DESCRIPTION OF THE TASK » Rewrite part of the records below as a numbered list, skipping blank lines: begin at the line that contains "Please trace the outline of every instance of the tree" and stop after the line that contains "POLYGON ((0 71, 136 8, 129 0, 0 0, 0 71))", including both of those lines.

PROVIDED MATERIAL »
○ ○ ○ ○ ○
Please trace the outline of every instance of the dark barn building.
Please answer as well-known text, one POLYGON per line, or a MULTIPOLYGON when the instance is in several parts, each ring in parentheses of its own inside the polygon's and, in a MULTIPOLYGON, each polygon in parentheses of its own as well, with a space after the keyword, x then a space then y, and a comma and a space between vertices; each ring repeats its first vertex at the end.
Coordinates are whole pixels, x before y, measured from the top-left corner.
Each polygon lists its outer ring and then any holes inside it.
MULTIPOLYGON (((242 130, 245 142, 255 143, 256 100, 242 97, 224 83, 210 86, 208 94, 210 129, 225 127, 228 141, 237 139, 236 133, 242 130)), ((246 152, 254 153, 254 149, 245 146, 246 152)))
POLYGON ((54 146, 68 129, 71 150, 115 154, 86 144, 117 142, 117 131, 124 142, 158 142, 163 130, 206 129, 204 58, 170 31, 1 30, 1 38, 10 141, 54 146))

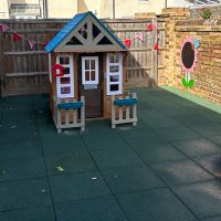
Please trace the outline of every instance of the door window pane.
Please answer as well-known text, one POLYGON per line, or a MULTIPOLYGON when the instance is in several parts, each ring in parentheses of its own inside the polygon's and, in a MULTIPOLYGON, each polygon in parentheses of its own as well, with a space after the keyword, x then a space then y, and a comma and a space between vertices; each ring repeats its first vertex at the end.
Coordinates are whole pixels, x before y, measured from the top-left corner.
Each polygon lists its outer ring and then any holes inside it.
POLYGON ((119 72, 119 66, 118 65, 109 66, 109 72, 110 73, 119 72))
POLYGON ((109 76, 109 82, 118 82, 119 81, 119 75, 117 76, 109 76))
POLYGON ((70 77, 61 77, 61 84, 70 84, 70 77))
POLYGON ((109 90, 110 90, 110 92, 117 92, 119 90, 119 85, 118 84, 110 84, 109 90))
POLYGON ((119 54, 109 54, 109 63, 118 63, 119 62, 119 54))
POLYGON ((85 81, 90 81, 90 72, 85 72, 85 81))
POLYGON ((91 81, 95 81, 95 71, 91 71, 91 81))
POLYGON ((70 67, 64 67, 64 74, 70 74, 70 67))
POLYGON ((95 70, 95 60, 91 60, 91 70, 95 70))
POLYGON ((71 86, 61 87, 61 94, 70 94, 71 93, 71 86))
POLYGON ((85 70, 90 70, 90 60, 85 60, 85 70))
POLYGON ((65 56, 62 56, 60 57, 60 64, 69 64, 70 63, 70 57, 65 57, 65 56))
○ ○ ○ ○ ○
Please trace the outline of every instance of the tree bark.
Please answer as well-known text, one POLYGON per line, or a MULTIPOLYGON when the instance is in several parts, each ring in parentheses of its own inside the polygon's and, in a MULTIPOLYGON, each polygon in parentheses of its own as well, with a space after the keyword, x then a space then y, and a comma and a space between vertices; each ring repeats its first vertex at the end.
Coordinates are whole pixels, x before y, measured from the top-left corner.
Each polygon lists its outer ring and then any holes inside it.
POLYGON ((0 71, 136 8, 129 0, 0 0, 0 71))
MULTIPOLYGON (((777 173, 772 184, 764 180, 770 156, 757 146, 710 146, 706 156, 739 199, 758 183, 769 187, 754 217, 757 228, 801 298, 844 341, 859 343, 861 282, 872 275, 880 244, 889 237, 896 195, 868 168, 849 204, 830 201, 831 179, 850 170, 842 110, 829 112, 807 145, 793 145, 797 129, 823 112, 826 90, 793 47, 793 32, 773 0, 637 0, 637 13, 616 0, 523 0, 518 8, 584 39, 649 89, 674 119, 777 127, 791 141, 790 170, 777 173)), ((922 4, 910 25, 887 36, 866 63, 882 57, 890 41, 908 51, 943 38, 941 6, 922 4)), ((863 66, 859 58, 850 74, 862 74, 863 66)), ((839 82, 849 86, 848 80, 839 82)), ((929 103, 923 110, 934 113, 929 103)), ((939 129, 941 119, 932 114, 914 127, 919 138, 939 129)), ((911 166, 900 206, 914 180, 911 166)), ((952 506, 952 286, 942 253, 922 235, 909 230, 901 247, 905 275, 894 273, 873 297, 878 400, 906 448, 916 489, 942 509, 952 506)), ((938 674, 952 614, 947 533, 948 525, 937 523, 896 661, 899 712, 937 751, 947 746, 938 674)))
○ ○ ○ ○ ○
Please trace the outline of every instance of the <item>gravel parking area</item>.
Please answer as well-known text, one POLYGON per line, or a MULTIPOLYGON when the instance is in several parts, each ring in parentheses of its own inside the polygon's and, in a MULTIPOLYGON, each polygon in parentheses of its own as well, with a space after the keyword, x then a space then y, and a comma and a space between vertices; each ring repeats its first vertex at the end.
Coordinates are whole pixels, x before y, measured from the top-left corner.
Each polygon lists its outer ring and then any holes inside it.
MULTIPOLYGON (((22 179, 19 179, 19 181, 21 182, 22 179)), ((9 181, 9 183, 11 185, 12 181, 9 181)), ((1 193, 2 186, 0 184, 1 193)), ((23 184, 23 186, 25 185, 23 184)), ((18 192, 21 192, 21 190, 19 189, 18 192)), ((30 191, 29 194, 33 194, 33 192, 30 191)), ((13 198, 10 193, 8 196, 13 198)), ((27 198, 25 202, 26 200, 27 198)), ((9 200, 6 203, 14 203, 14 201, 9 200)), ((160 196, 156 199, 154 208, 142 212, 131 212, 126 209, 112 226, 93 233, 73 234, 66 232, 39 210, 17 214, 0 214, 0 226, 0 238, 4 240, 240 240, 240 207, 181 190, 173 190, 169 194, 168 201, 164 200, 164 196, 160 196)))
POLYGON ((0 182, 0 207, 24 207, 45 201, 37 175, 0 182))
○ ○ ○ ○ ○
EXERCISE SOLUTION »
1. Please trace the outline of every instance of the tree bark.
2. Please answer as well-known text, one POLYGON per line, or a MULTIPOLYGON when the instance is in several parts, each ring in parentheses of its own inside the polygon's and, in a MULTIPOLYGON, each polygon in parentheses of its own as well, with a space after the keyword, x then a space then y, and a comma and a space between vertices; each ring repeats its first vertex at the end.
3. Coordinates are whole pixels, x before y, measured from the top-left corner.
4. Each polygon lists its outer ring and then any holes inside it.
5. POLYGON ((0 71, 136 8, 129 0, 0 0, 0 71))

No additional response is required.